▼▼▼

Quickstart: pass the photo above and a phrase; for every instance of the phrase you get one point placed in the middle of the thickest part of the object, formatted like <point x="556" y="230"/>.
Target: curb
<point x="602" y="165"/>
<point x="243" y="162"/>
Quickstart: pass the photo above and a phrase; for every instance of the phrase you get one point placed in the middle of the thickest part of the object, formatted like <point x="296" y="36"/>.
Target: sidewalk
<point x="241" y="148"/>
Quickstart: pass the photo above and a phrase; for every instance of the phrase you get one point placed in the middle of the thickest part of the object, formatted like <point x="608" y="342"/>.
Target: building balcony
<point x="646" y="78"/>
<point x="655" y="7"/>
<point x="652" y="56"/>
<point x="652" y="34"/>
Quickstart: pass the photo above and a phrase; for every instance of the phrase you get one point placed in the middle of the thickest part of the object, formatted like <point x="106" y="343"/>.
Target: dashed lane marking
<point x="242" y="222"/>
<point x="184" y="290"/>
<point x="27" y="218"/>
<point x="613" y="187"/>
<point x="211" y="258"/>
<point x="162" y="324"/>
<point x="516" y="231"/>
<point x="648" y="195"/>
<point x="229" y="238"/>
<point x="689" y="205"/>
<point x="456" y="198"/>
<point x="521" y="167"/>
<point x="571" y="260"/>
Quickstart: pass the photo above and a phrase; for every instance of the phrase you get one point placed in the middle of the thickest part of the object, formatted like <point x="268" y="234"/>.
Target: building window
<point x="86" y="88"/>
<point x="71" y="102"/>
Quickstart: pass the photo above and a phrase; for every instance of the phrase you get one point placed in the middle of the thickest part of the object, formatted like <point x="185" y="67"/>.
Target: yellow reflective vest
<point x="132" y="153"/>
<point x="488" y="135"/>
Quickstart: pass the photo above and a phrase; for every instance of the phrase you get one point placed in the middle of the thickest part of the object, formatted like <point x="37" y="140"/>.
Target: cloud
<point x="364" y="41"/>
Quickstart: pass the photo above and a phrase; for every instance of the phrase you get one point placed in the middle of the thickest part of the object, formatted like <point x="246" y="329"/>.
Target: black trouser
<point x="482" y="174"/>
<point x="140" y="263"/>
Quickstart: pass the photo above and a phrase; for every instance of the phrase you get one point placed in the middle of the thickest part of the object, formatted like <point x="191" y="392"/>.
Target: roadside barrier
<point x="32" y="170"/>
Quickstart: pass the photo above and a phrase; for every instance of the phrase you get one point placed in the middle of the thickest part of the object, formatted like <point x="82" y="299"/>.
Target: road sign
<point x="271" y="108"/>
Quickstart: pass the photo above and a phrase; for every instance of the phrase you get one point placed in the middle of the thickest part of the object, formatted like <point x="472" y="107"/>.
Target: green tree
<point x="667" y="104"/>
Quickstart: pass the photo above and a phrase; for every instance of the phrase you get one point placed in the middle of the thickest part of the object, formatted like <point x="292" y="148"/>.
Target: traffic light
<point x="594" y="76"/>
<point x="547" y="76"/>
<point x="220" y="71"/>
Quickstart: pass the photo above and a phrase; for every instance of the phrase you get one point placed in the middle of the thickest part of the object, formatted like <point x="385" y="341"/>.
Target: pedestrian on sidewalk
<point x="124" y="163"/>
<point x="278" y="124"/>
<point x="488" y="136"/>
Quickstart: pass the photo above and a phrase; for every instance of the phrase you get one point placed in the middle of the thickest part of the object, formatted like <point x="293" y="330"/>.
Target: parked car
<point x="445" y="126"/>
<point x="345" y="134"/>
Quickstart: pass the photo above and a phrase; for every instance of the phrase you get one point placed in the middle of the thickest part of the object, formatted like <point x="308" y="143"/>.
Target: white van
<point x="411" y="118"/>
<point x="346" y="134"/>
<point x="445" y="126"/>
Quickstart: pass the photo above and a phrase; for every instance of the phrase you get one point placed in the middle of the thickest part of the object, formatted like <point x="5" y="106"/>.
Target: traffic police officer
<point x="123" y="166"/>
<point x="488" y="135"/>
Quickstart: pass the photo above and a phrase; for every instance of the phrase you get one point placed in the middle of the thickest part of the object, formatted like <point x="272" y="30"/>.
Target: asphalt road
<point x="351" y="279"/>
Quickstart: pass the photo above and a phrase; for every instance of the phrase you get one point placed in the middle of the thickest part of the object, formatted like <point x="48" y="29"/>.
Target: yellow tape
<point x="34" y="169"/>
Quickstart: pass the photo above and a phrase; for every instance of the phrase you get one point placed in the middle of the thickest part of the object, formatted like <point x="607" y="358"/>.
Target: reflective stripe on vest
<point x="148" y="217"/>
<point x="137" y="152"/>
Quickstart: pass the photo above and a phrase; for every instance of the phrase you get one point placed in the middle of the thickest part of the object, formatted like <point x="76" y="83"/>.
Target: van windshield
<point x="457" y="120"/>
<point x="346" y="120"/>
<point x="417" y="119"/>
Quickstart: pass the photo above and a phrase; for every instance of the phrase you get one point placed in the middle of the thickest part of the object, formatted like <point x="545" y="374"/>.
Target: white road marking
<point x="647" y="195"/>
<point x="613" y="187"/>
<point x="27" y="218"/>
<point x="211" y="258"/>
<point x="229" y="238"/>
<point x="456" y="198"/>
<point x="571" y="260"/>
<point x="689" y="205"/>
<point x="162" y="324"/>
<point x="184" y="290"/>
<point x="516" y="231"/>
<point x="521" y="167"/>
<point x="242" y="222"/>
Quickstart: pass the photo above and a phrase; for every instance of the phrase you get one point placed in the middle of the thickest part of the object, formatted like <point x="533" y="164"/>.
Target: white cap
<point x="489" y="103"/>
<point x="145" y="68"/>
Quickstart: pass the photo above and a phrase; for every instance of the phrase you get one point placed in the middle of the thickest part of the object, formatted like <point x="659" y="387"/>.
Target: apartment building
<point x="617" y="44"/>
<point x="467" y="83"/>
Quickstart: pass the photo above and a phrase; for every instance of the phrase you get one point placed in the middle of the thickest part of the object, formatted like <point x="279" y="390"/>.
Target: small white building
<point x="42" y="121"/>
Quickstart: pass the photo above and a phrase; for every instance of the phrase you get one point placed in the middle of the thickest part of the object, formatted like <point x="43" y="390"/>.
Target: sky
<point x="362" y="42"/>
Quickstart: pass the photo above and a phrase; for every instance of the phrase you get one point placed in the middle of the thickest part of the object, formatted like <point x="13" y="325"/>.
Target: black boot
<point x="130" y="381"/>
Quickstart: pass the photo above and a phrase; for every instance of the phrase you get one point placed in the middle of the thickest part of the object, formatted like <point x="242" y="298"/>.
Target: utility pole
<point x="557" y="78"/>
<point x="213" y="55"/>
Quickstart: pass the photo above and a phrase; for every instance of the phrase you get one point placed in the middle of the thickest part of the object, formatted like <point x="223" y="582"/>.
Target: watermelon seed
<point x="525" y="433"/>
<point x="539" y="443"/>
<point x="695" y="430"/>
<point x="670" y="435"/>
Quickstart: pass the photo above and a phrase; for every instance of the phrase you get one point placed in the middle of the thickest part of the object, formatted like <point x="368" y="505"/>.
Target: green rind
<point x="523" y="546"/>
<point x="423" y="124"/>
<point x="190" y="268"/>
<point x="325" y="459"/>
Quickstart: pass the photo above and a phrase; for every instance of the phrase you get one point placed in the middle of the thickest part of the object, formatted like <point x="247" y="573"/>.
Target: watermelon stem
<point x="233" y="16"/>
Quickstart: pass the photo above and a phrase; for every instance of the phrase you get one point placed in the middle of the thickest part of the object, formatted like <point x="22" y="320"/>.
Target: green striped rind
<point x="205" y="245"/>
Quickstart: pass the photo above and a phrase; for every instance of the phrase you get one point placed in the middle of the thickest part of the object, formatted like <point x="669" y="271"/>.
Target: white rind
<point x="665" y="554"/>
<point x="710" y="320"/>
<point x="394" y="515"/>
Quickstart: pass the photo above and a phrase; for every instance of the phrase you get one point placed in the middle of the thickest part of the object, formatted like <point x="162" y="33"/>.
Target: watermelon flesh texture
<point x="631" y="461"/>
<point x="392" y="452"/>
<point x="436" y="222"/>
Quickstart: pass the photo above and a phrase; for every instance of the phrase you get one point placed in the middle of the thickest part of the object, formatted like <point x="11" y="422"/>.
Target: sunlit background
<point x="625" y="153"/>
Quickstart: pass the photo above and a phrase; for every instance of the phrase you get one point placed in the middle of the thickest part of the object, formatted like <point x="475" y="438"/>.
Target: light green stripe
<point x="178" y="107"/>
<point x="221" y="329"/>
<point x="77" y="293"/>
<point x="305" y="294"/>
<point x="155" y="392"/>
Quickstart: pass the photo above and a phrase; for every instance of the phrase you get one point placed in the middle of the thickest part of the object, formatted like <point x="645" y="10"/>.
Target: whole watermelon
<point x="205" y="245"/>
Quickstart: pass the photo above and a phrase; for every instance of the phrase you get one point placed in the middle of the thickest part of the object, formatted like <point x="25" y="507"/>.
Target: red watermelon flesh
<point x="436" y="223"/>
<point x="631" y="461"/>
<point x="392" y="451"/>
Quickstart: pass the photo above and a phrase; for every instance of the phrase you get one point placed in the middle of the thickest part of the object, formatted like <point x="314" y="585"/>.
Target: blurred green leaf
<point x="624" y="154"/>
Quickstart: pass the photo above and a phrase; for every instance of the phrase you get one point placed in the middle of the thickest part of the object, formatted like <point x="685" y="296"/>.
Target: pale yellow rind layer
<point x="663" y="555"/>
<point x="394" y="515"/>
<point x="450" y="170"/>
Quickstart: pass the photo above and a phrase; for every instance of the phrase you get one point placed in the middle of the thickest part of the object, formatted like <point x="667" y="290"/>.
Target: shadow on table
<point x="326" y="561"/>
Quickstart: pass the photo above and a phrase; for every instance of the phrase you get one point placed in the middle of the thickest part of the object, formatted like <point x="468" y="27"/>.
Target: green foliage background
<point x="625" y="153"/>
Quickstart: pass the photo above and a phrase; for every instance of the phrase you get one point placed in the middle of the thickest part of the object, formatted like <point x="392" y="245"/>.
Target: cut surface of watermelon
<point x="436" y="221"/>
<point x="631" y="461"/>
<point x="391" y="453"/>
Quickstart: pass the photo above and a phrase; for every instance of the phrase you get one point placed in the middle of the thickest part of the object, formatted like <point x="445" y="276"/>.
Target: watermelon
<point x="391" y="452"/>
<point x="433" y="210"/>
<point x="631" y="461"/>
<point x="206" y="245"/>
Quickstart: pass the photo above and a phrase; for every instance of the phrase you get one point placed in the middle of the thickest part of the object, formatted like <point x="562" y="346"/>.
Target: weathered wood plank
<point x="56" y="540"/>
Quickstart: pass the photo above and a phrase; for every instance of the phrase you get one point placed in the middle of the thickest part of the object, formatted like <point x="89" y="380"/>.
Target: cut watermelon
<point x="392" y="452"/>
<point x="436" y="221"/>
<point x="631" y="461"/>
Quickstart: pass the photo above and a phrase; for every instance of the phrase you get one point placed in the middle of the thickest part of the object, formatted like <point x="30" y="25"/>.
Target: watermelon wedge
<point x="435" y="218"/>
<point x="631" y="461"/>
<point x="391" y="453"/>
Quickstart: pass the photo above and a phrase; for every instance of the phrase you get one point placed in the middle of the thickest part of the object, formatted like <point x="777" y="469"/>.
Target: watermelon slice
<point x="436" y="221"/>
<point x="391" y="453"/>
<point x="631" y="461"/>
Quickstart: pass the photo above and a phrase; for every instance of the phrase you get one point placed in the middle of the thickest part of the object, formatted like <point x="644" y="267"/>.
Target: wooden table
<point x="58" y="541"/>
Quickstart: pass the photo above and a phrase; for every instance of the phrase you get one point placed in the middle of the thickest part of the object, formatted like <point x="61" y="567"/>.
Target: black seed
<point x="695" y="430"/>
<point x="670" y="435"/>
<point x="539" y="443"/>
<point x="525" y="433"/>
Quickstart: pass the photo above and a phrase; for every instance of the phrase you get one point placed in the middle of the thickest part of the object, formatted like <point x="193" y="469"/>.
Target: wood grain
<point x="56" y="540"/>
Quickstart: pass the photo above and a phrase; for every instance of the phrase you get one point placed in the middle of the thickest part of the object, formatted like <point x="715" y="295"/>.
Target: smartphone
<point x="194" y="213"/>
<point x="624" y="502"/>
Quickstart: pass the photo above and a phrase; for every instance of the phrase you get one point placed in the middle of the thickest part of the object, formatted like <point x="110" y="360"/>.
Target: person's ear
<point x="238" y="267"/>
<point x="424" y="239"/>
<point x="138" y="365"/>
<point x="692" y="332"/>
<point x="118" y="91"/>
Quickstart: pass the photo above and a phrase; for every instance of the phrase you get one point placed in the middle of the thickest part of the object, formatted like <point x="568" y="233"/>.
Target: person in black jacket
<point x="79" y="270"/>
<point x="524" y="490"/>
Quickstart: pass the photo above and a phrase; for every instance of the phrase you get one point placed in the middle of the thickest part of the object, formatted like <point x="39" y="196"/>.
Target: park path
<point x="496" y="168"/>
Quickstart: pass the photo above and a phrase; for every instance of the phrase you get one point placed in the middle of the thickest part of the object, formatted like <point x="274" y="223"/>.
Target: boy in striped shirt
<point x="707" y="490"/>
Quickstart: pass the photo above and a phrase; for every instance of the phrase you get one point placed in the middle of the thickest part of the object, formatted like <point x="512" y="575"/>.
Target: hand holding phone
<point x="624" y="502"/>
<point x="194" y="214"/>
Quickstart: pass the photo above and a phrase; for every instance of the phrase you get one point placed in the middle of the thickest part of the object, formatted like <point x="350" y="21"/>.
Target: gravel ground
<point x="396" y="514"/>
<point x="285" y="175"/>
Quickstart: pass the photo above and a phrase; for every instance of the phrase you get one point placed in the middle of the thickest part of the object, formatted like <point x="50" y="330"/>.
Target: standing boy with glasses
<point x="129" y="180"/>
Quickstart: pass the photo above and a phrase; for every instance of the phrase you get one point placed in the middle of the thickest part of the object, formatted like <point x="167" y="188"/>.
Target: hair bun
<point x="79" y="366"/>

▲▲▲

DO THIS: Which lines in the records above contain the word "background"? List each of those lines in full.

SOLUTION BELOW:
Target: sunlit background
Target: green foliage background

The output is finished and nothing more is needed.